**YOUR OBJECTIVE**
Copy out the entries that follow, unchanged.

------------------------------

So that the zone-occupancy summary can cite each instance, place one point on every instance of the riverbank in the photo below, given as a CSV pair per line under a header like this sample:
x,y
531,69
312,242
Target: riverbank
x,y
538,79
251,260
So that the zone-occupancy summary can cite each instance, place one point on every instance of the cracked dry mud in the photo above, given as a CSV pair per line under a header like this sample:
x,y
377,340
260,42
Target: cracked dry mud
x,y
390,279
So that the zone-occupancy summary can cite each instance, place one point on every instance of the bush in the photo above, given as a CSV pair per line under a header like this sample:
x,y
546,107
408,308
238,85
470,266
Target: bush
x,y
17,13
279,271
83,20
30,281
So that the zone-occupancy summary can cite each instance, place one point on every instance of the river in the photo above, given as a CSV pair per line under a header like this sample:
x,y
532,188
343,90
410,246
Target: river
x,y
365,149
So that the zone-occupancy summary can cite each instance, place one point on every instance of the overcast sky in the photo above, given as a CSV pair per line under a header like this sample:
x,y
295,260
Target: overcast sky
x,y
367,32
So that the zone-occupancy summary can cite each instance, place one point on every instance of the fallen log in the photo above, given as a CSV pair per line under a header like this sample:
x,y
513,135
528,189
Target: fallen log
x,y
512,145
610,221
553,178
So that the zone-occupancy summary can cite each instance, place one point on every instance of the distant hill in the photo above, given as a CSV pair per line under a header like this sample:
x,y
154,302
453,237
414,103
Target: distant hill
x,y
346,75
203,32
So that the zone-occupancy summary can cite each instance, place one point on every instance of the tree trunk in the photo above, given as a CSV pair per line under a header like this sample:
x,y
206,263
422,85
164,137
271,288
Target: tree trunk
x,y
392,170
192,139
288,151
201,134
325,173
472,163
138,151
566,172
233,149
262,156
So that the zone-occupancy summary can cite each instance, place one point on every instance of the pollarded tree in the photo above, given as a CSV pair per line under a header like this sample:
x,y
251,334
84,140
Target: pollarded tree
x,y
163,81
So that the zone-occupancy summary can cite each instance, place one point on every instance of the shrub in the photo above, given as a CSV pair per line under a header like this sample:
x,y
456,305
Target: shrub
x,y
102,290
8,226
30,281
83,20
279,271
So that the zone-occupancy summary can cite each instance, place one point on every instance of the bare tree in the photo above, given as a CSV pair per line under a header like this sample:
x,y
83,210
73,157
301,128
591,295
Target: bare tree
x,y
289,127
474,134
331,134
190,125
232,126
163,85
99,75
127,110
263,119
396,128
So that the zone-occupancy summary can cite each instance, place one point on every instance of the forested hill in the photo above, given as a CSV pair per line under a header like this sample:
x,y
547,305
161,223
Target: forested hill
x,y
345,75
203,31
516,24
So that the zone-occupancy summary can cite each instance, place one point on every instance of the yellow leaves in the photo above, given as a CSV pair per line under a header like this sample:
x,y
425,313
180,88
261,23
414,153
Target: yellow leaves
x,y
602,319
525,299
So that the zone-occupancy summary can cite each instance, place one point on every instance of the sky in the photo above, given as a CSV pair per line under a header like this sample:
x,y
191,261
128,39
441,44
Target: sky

------------------------------

**SOLUTION TO THIS PROBLEM**
So that the zone-occupancy summary can cite each instance, place one point on every instance of the riverbank in the photo below, given as a CSV pair per line under a header like this sample:
x,y
531,69
312,242
Target: riverbank
x,y
538,79
251,260
So that the zone-occupancy summary can cite each instance, place one point on every instance of the cracked dry mud in the photo above, given as a CSV pair per line under a header like this sample:
x,y
377,340
260,42
Target: cracked dry mud
x,y
390,279
So that the zone-occupancy summary can cite each instance, place one point on every instance of the bush in the photo above, given as a CSV pair per line under a header like this sample:
x,y
546,107
408,308
238,85
470,266
Target: bush
x,y
17,13
279,271
83,20
30,281
So that the zone-occupancy summary can cite each instance, place one point on every instance of the river in the photo above, given as a CSV pair per line under a header like this sample:
x,y
532,188
343,90
410,246
Target: river
x,y
365,149
So that the zone-occupancy summary can cite each instance, place one point on every instance of the overcast sky in the photo above, given as a CSV pair per line under a header like this sample:
x,y
295,260
Target: overcast sky
x,y
367,32
So that the zone-occupancy summary can cite each instance, place one point on every instance of the fallen log in the photo above, given as a CSV pair per line under a header like this sample:
x,y
513,135
528,189
Target: fallen log
x,y
512,145
610,221
553,178
So that the zone-occupancy summary can cite each instance, place one point on every instance of the distant hill in the photo above, given as a CSV pair per line under a header like this sample:
x,y
154,302
453,237
414,103
Target: distant hill
x,y
346,75
203,32
So that the zone-occupancy summary can cite each instance, place one point on every instance of the tree trunk in the photo above, given as a CSV pair per line under a header like this sample:
x,y
206,263
422,85
164,137
271,288
Target: tree trunk
x,y
392,170
192,139
288,151
201,134
325,173
472,163
138,151
566,172
233,149
262,156
So that the zone-occupancy summary can cite each instance, place one point on every instance of the pollarded tree in the photo above, given as a CSV pair per line under a header like this sample:
x,y
251,334
84,140
Target: pollarded tree
x,y
163,81
So that the zone-occupancy summary can cite each instance, place one point on every instance of the shrub in the photo above, given as a CSV pair per line under a header like this sample:
x,y
456,305
Target: shrub
x,y
102,290
8,226
30,281
83,20
279,271
So that the zone-occupancy summary can cite each instance, place one point on every instance of the bare tree in the photo above, given as a CSV pair per line under a header like this sample:
x,y
83,210
73,157
301,128
591,295
Target: bare tree
x,y
289,127
474,134
331,134
190,125
232,126
163,85
99,75
127,110
263,119
396,128
So that the zone-occupancy summary can cite each instance, place one point on every instance of the forested hill in the photo above, given as a CSV pair per line under a header like this sample:
x,y
547,305
161,223
Target: forested hill
x,y
345,75
203,31
516,24
So that the zone-occupancy summary can cite each instance, place one point on every instance of the yellow leaves in the photo above, given as a CSV pair per line under a header like this sample:
x,y
425,313
180,88
261,23
414,153
Target: yellow leaves
x,y
602,319
525,299
So that the zone-occupancy summary can cite each instance, place one point on every instance of the sky in the photo above, given as a CSV pair per line under a header like this sample:
x,y
191,261
128,39
441,44
Target: sky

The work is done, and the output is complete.